Accenture's Tough Decision: Cutting 19,000 Jobs Amid Forecast Trimming

Accenture, a global professional services company, recently announced that it would be cutting 19,000 jobs worldwide over the next year, as part of a cost-cutting measure to adapt to the changing business landscape. It has also lowered its revenue and profit projections for this year. The news came as a shocker for already struggling IT Industry. 


There are mass layoffs going on worldwide in companies of all sizes. Accenture is the latest one to join the gang. The employees who will be asked to leave are the one either on bench or part of non-billable corporate functions.

Accenture Layoffs 19000


The Accenture's CEO Julie Sweet said in a statement that the company is taking all possible steps to reduce the cost in fiscal year 2024 and beyond, but at the same time, will invest in the growth of the company and its people. Accenture has recently acquired an Industrial AI company called Flutura. The latest job cut will impact 2.5% of the total workforce. 


Accenture has revised its earlier projection of 8% to 11% increase in annual revenue growth and now anticipates a narrower range of 8% to 10%. According to Accenture, the company's anticipated earnings per share for the upcoming period will be within the range of $10.84 to $11.06, as opposed to the earlier projection of $11.20 to $11.52.


Accenture Layoffs


Accenture layoffs news indicates the troubling times that whole IT industry is facing currently. Several of the world's leading companies, including Amazon, Meta, Google, Microsoft, Salesforce, HP, IBM, and Twitter, have recently undergone large-scale layoffs, with some still undergoing further job cuts.

_INFORMATION SUPPLIED_.
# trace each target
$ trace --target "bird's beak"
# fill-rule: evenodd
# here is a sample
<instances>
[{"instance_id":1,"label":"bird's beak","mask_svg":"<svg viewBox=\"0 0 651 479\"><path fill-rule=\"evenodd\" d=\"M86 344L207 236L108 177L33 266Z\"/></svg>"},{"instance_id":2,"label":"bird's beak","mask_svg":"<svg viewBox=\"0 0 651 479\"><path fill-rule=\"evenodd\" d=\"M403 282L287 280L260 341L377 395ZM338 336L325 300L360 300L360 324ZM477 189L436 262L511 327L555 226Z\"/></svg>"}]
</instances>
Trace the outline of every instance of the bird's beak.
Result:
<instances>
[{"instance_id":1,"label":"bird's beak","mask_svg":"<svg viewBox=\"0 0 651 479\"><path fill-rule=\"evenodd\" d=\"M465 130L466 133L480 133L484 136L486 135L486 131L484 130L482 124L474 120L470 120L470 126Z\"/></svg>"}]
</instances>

_TASK SET_.
1: Below the records, please set down everything in the Accenture layoffs article from "The Accenture's CEO" down to "the total workforce.", word for word.
2: What share of Accenture's total workforce does the Accenture layoffs article say the latest job cut will affect?
3: Continue the Accenture layoffs article, picking up after its final sentence.

_RESPONSES TO THE EXERCISE_.
1:
The Accenture's CEO Julie Sweet said in a statement that the company is taking all possible steps to reduce the cost in fiscal year 2024 and beyond, but at the same time, will invest in the growth of the company and its people. Accenture has recently acquired an Industrial AI company called Flutura. The latest job cut will impact 2.5% of the total workforce.

2: 2.5% of the total workforce.

3:
Many companies have reported muted growth and many are in negative territory. Many believe that the recent layoffs in IT industry are the result of over-hiring done by these companies during Covid-19 times when demand was very high.


The announcement of significant job cuts by Accenture and several other major companies is a stark reminder of the ongoing impact of the Covid-19 pandemic on the global economy. As businesses strive to adapt to the new realities of a post-pandemic world, tough decisions such as workforce reductions may be necessary. 


While these decisions can be difficult for affected employees and their families, companies must strike a balance between maintaining financial stability and supporting their workforce. As the situation continues to evolve, it remains to be seen how businesses will navigate the ongoing challenges of the pandemic and its impact on the job market.